> **GIVEN INSTRUCTION**: Rewrite the records below, replacing each occurrence of "Query" with "Search term" and leaving everything else unchanged.

--- start DATASET RECORDS ---

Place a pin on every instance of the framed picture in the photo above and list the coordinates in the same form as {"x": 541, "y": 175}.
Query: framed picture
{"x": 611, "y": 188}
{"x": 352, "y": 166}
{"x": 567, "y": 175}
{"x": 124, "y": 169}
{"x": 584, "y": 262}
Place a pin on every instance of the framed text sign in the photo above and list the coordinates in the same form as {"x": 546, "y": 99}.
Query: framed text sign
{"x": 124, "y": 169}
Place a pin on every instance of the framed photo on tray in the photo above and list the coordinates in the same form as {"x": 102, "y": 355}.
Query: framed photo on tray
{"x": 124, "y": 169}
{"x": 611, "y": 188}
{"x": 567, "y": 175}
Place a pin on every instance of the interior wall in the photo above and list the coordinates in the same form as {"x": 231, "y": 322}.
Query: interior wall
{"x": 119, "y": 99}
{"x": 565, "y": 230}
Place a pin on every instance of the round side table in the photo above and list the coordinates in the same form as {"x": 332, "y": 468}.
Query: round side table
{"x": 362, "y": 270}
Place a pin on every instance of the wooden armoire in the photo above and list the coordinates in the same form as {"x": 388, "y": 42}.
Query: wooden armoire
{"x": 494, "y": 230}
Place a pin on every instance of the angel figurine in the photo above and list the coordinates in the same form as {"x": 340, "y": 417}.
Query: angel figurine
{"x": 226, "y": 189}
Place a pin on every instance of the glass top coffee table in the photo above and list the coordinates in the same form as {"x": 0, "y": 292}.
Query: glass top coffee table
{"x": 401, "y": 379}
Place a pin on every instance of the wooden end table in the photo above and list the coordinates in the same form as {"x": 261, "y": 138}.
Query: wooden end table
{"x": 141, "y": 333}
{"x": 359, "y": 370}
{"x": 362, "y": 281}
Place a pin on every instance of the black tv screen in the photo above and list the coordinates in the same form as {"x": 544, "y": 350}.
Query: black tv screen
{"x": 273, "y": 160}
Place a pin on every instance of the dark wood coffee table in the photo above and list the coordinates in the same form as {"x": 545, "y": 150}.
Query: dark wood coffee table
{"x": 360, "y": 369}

--- end DATASET RECORDS ---

> **SOLUTION FOR THIS TASK**:
Place a pin on every instance of the framed picture in the photo above and list the coordinates in the same form as {"x": 541, "y": 175}.
Search term: framed picture
{"x": 611, "y": 188}
{"x": 352, "y": 166}
{"x": 567, "y": 175}
{"x": 124, "y": 169}
{"x": 584, "y": 262}
Place a pin on every instance of the framed text sign in the photo above and list the coordinates in the same form as {"x": 546, "y": 99}.
Search term: framed text sign
{"x": 124, "y": 169}
Place a pin on every instance of the framed photo on tray in the photo above and list the coordinates in the same form as {"x": 102, "y": 355}.
Search term: framed photo on tray
{"x": 124, "y": 169}
{"x": 611, "y": 188}
{"x": 567, "y": 175}
Place a pin on every instance of the interior wall in the photo above and list the coordinates in the same form as {"x": 231, "y": 322}.
Search term: interior wall
{"x": 119, "y": 99}
{"x": 565, "y": 230}
Place a pin on every instance of the round side table in the photo above and list the coordinates in the same form as {"x": 332, "y": 468}.
Search term: round side table
{"x": 362, "y": 270}
Place a pin on every instance of the wooden armoire in the photo above and list the coordinates in the same form as {"x": 388, "y": 42}.
Search term: wooden armoire
{"x": 494, "y": 230}
Place a pin on every instance of the angel figurine in the photo above and list the coordinates in the same form as {"x": 340, "y": 417}.
Search term: angel figurine
{"x": 226, "y": 189}
Place a pin on every instance of the glass top coffee table in the photo above and list the coordinates in the same form as {"x": 0, "y": 292}.
Search term: glass top coffee table
{"x": 401, "y": 379}
Place a pin on every instance of the wooden end table in the photo above and list the coordinates in the same form as {"x": 261, "y": 138}.
Search term: wooden end table
{"x": 141, "y": 333}
{"x": 359, "y": 370}
{"x": 362, "y": 281}
Place a pin on every instance of the black tv screen in the photo above and list the coordinates in the same form as {"x": 544, "y": 350}.
Search term: black tv screen
{"x": 273, "y": 160}
Place a pin on every instance of the dark wood coffee table in the photo above and list the coordinates in the same form as {"x": 545, "y": 150}.
Search term: dark wood coffee table
{"x": 360, "y": 369}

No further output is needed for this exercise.